> _DOCUMENTO DI ORIGINE_
┄┄┄┄┄┄┄┄┄┄┄┄┄┄┄┄┄┄┄┄

I «Ragazzi Morti» di Richard Calder

Questa è la seconda parte di un post dedicato alla trilogia di Richard Calder; la prima parte è stata pubblicata due settimane fa.

Il secondo volume della trilogia, pubblicato a due anni di distanza, è un’opera di carattere molto differente. I dettagli romantici del primo episodio lasciano posto a uno scenario terrificante, giocato sulla sanguinosa lotta tra le lilim, che ormai sono diventate milioni perché Titania è riuscita a spargere il morbo delle bambole in tutto il mondo, e la loro controparte maschile, gli elohim (parola che nell’ebraico dell’Antico Testamento è il titolo del dio di Israele): questi ultimi, nell’ordine di un migliaio, sono i “ragazzi morti”, che hanno contratto il morbo delle bambole: o forse sono una creazione di Meta, l’evoluzione finale che rappresenta la fusione delle coscienze di tutte le “ragazze morte”. La funzione degli elohim sembra essere quella di tenere sotto controllo la rapida espansione demografica delle lilim. Infatti, così come la matrice delle dead girls contiene un insopprimibile desiderio di morte, gli elohim provano l’irresistibile impulso di uccidere senza sosta le loro “sorelle” in Meta.

┄┄┄┄┄┄┄┄┄┄┄┄┄┄┄┄┄┄┄┄

> _DATI ESTRATTI_
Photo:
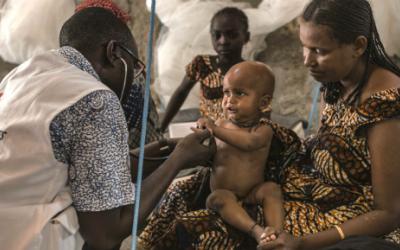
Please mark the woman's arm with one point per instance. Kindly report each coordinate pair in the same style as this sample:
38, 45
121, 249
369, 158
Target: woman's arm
176, 101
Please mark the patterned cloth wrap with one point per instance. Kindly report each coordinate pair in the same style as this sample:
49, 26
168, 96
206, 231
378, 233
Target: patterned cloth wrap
182, 212
203, 69
325, 181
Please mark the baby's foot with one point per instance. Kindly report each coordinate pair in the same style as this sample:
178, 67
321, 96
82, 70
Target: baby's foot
256, 231
269, 234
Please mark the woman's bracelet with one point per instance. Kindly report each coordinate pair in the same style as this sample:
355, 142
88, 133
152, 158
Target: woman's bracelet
163, 144
340, 232
250, 232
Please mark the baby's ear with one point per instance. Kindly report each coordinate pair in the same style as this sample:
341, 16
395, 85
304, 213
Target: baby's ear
265, 103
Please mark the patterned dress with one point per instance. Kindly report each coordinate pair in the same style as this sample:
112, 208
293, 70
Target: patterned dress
203, 69
334, 184
325, 183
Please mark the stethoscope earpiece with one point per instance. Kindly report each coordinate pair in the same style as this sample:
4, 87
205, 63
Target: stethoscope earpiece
125, 76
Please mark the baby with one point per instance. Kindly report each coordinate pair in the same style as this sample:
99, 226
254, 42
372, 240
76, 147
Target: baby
243, 142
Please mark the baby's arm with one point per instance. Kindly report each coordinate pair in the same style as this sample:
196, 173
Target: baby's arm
249, 140
177, 99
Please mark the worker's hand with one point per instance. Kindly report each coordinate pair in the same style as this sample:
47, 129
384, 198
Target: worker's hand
204, 123
196, 149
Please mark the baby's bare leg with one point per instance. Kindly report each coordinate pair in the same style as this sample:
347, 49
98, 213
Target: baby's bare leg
269, 195
226, 204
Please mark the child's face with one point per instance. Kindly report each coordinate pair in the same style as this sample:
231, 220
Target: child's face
228, 37
242, 99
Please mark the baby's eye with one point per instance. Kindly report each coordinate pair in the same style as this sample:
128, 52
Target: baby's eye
239, 93
319, 51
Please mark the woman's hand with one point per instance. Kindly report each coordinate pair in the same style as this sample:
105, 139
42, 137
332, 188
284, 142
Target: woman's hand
284, 241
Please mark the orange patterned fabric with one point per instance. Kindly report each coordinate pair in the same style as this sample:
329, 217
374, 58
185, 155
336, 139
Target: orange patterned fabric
181, 218
325, 182
335, 185
203, 69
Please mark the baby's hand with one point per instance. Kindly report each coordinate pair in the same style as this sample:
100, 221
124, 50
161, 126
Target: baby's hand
204, 123
269, 234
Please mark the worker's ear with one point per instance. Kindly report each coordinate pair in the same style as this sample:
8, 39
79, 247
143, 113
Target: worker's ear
113, 52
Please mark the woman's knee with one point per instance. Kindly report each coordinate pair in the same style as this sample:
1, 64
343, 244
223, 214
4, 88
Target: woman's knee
219, 198
268, 190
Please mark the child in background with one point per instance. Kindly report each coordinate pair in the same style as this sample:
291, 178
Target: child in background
229, 33
243, 140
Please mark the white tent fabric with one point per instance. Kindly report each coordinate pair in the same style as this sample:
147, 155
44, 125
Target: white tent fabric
186, 33
387, 19
30, 27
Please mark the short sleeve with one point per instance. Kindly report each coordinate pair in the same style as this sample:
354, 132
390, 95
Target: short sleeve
198, 68
381, 106
91, 138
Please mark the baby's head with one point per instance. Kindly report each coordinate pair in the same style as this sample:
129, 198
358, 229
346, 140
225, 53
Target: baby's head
248, 88
229, 32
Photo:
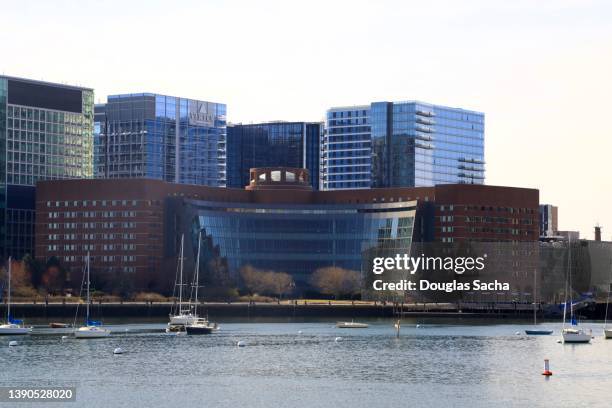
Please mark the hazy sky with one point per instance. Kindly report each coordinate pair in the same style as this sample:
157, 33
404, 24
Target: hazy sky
540, 70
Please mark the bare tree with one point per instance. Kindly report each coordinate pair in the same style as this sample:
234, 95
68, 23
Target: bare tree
266, 282
336, 281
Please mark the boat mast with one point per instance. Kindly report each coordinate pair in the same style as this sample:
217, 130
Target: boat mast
181, 277
608, 297
87, 313
197, 275
535, 313
569, 241
8, 306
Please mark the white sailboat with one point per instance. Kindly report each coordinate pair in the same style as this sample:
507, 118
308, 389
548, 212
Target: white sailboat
608, 331
12, 326
182, 316
536, 331
201, 324
572, 334
92, 329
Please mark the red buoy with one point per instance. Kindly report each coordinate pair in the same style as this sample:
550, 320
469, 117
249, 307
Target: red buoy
547, 371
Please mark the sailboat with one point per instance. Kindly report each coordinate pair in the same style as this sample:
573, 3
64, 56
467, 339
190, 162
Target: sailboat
535, 331
182, 316
12, 326
572, 334
92, 329
200, 325
608, 332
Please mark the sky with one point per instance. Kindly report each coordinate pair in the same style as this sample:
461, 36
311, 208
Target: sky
540, 70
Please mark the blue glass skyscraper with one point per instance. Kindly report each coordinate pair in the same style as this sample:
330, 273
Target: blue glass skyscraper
161, 137
402, 144
272, 144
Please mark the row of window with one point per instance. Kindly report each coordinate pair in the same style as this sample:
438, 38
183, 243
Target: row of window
93, 203
92, 225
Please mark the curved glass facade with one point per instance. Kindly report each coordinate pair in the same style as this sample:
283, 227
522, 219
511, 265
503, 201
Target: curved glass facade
296, 239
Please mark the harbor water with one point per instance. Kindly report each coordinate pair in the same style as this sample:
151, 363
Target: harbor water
304, 364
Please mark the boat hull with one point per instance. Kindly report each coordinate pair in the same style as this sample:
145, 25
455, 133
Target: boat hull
196, 330
538, 332
91, 333
14, 330
59, 325
184, 319
351, 325
576, 337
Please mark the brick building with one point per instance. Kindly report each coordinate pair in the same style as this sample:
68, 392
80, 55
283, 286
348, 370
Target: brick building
131, 227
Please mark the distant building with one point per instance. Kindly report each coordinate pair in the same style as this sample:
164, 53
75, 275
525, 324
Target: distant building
46, 133
549, 219
161, 137
402, 144
569, 235
272, 144
132, 227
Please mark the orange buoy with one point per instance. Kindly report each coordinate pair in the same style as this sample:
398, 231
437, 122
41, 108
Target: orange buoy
547, 371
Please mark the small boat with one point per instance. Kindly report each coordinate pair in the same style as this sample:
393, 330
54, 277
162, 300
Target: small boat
175, 328
201, 326
351, 325
536, 332
12, 326
571, 335
181, 316
91, 332
92, 329
56, 325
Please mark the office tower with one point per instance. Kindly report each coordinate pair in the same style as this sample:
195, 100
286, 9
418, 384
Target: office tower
45, 133
161, 137
402, 144
272, 144
549, 216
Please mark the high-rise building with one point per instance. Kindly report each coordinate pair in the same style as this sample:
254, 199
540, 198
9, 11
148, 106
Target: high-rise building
161, 137
46, 132
402, 144
549, 216
272, 144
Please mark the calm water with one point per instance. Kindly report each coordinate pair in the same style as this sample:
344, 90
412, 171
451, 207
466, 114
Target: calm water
435, 365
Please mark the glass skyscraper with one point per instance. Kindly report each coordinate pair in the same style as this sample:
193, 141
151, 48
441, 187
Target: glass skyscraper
161, 137
46, 132
402, 144
272, 144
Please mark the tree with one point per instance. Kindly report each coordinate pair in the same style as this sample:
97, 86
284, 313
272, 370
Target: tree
336, 281
282, 283
266, 282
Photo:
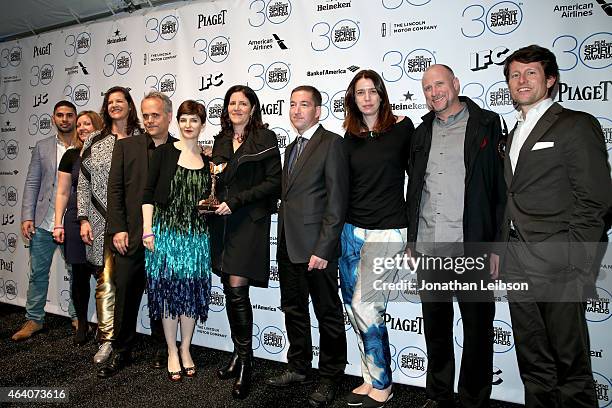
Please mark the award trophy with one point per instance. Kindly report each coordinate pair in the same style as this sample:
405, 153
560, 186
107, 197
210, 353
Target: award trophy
210, 205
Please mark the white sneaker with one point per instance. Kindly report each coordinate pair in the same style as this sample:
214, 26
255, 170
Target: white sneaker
103, 353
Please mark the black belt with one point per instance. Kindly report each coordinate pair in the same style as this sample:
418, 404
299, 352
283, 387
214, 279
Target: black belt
513, 232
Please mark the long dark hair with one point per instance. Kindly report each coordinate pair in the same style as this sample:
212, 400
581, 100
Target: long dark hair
255, 122
353, 118
133, 121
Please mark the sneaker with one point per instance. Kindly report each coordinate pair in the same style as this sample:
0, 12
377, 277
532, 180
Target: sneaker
103, 353
29, 329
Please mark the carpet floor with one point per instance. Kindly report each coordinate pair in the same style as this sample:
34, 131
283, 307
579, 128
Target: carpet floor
51, 360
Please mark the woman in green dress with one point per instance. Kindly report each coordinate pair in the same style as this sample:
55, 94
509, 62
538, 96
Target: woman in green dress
176, 237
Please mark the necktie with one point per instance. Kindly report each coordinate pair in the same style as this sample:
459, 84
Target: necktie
301, 142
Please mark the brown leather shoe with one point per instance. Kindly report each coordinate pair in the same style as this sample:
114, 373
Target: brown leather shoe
29, 329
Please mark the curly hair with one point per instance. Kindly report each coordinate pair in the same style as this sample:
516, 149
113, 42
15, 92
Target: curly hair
255, 121
133, 123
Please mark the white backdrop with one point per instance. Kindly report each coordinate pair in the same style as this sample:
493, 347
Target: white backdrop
197, 50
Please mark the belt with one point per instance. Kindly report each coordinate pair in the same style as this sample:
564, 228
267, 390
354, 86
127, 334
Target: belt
513, 232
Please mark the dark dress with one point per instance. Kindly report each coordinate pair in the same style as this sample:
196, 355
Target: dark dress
251, 185
74, 248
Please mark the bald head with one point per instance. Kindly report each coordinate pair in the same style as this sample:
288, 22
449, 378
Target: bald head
441, 90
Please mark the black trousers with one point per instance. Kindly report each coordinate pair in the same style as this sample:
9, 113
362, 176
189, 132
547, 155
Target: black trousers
130, 281
477, 313
551, 338
296, 283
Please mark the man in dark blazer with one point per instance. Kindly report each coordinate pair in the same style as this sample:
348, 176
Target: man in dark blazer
126, 183
310, 219
456, 199
559, 191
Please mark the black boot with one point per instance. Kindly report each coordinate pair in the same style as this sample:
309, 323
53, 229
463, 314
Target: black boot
242, 384
240, 316
82, 334
230, 370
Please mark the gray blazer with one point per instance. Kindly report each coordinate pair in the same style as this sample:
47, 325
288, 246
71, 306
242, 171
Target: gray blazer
41, 173
314, 198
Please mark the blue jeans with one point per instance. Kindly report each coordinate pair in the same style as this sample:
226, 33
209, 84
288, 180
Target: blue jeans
42, 248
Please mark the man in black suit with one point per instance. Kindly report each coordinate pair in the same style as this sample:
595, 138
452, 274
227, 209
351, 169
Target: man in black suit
456, 197
126, 182
558, 194
310, 219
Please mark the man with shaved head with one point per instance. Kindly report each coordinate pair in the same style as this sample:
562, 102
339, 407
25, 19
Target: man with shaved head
456, 197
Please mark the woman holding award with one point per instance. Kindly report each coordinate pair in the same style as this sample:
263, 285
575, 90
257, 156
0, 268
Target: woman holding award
176, 237
376, 142
248, 188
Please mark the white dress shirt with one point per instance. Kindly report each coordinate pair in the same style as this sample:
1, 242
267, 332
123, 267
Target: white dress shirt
524, 127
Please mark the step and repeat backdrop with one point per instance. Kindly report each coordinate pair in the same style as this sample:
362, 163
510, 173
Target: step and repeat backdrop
197, 50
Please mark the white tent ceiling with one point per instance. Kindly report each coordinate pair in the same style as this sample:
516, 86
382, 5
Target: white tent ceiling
22, 18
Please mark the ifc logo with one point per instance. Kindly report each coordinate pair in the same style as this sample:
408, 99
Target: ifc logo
412, 362
598, 310
217, 299
273, 339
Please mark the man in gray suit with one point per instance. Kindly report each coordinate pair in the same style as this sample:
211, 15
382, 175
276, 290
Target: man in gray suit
310, 219
559, 191
38, 213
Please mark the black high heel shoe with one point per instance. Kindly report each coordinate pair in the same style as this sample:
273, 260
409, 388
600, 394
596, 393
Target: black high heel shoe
175, 376
190, 372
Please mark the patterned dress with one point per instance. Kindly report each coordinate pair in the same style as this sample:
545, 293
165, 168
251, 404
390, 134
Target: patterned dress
92, 187
178, 270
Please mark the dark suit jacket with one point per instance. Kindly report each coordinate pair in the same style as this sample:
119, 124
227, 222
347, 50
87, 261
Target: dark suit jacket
126, 183
485, 190
561, 193
314, 198
250, 185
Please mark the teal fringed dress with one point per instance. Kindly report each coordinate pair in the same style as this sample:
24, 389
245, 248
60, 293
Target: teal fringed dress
178, 270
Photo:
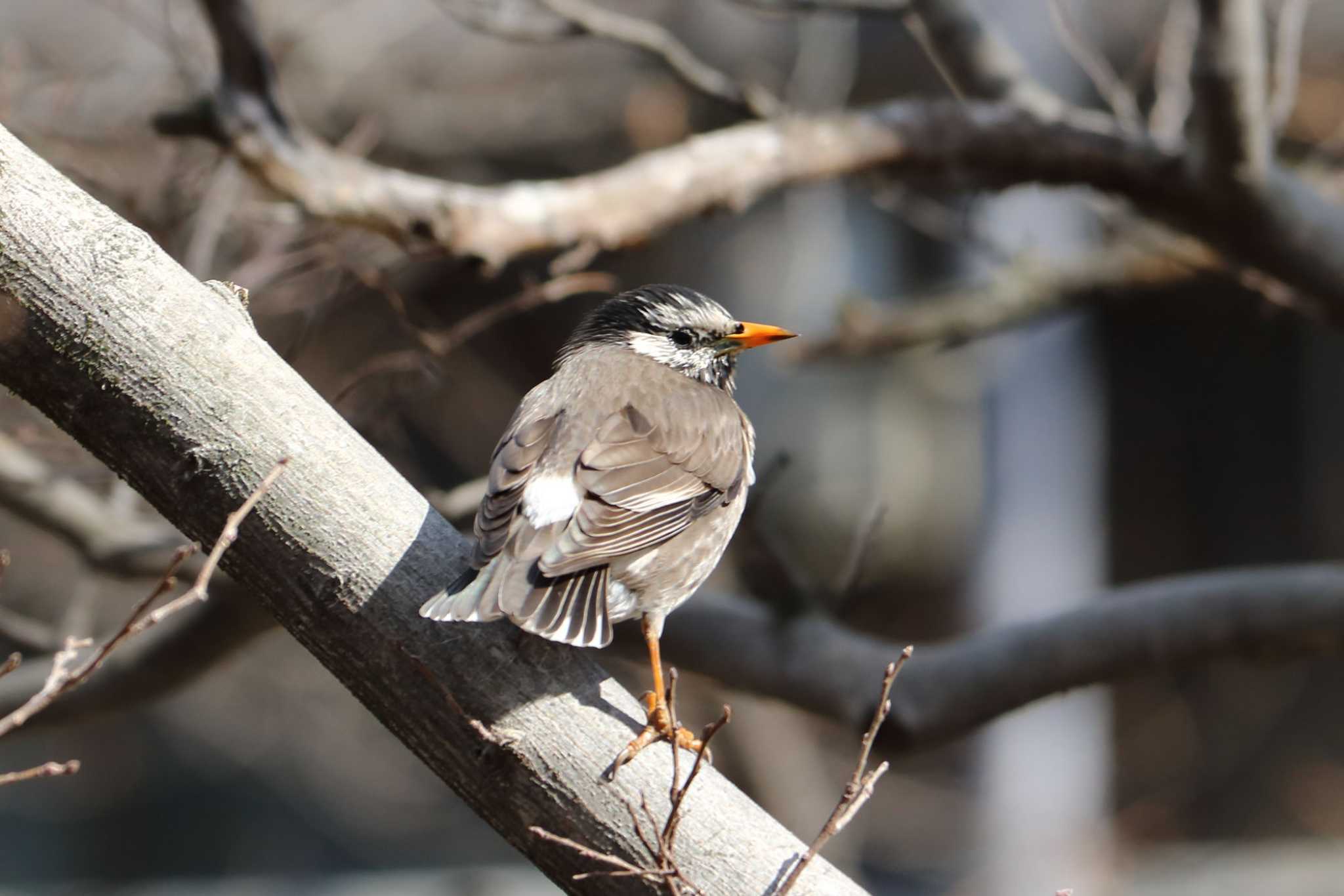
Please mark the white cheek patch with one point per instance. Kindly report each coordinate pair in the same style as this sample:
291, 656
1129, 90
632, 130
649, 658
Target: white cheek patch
550, 499
655, 346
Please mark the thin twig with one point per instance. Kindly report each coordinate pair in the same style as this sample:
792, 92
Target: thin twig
45, 770
1231, 124
860, 785
859, 547
654, 38
1108, 82
595, 855
1288, 60
437, 344
228, 537
64, 676
668, 838
1171, 77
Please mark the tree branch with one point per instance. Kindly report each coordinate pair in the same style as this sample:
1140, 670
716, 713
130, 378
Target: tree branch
164, 380
106, 537
1285, 228
1018, 295
654, 38
1272, 613
1231, 134
978, 62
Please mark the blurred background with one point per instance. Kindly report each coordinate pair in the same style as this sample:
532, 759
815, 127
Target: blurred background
1167, 428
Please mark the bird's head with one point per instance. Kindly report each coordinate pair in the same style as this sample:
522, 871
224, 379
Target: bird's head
677, 327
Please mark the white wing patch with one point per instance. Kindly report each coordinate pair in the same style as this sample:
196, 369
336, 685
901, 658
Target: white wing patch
550, 499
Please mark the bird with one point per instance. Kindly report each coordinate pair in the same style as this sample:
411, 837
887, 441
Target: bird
618, 483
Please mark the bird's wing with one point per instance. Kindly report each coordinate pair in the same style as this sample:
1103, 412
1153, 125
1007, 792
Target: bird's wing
646, 483
511, 469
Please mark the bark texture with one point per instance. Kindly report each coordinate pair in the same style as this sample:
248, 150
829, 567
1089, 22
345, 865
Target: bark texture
165, 380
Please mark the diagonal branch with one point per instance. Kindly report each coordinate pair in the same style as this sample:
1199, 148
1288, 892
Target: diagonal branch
164, 380
654, 38
1285, 228
1018, 295
1270, 613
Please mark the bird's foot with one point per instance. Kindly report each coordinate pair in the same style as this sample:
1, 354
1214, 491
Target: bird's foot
659, 727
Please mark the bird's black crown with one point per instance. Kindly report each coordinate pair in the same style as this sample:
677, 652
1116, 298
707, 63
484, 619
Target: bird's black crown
675, 325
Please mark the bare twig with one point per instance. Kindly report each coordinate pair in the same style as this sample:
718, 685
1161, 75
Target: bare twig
1026, 136
108, 538
510, 19
654, 38
859, 789
65, 676
1019, 295
198, 592
1175, 57
1108, 82
1231, 121
668, 837
623, 866
1288, 60
659, 840
530, 297
436, 344
973, 60
45, 770
859, 548
30, 634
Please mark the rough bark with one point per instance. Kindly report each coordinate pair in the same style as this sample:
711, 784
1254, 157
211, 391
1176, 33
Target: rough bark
167, 382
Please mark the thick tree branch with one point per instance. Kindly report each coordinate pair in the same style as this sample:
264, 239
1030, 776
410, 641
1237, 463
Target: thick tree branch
108, 538
1231, 136
1285, 228
164, 380
654, 38
977, 61
1273, 613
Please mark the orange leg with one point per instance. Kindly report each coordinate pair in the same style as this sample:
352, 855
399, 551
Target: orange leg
656, 704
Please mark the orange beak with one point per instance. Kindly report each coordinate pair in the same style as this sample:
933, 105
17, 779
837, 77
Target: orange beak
754, 335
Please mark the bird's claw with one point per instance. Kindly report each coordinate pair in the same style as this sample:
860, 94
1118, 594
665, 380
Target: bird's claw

┄┄┄┄┄┄┄┄┄┄┄┄┄┄┄┄┄┄┄┄

> _COMPITI_
1 > Indichi tutte le espressioni che il testo sulla trilogia di Richard Calder racchiude tra virgolette alte curve (“ ”).
2 > Riporti come lista JSON di stringhe, una per riga e senza le righe vuote, il tratto dell'elenco che va dalla riga contenente "Please mark the bird's claw" fino alla fine dell'elenco, estremi inclusi.

> _RISPOSTE AI COMPITI_
1 > “ragazzi morti”; “ragazze morte”; “sorelle”

2 >
[
  "Please mark the bird's claw with one point per instance. Kindly report each coordinate pair in the same style as this sample:",
  "860, 94",
  "1118, 594",
  "665, 380",
  "Target: bird's claw"
]